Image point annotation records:
• • •
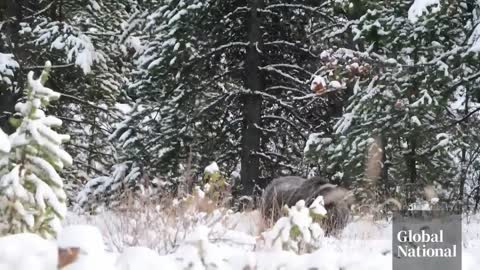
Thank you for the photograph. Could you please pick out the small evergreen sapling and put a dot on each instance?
(32, 198)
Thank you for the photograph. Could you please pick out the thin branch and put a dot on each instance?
(54, 66)
(84, 102)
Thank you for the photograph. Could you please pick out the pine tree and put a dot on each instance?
(418, 54)
(32, 198)
(223, 80)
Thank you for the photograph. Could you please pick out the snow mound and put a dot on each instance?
(212, 168)
(133, 258)
(86, 237)
(418, 8)
(27, 251)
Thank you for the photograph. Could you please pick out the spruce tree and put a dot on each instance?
(417, 55)
(32, 198)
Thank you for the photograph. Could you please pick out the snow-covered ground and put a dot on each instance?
(219, 240)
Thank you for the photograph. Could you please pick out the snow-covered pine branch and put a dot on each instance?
(32, 198)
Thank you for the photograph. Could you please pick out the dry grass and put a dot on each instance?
(161, 224)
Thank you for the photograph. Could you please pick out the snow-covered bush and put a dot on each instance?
(299, 230)
(215, 183)
(32, 198)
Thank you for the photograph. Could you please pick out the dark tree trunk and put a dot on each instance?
(8, 97)
(412, 172)
(252, 106)
(7, 105)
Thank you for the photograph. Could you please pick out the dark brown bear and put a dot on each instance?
(288, 190)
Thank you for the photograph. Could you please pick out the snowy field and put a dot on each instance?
(218, 240)
(223, 240)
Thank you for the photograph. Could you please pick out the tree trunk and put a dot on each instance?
(8, 97)
(252, 106)
(412, 172)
• • •
Your instructions: Could you copy all of the records above word for word, leaving out the pictures?

Result for this task:
Thank you for the photograph. Could you please pick out the small evergreen sapling and put a dot on each instance?
(32, 198)
Thank you for the photograph. Could you please pick out the thin branch and put a dot on each instance?
(54, 66)
(84, 102)
Thank you for the photograph. Could you please pick out the pine tree and put a dot on each instance?
(418, 54)
(32, 198)
(223, 80)
Thank you for the photograph. Could you please pick out the snow mound and put a dot on each instance?
(212, 168)
(133, 258)
(86, 237)
(418, 8)
(27, 251)
Thank you for the photograph. Could you please pick out the spruce tree and put a dot on each instance?
(417, 55)
(32, 198)
Thank you for the photograph. Could you please pick out the snow-covered ground and put a dot on each instance?
(219, 240)
Thank you for the photograph. Could you please pick out the snow-covered pine branch and put a dot on each instance?
(32, 198)
Thank you for the photograph. Could you please pick out the dry grass and put a dot on each instance?
(161, 224)
Thank you for the photograph. Could you please pick out the snow-covered bush and put a dot on each instance?
(299, 230)
(215, 183)
(32, 198)
Thank you for the photograph. Could you please pick out the dark tree trunk and put a dot on each instance?
(8, 97)
(412, 172)
(252, 106)
(7, 105)
Thank you for the photograph. Could you please pick out the dark brown bear and put a dot on each instance?
(288, 190)
Thank you for the photograph. Could you please pick out the snowy field and put a dot on each instance?
(218, 240)
(223, 240)
Thank you for the photograph. Could you please pick out the tree trunk and put a dot on each instance?
(8, 97)
(252, 106)
(412, 172)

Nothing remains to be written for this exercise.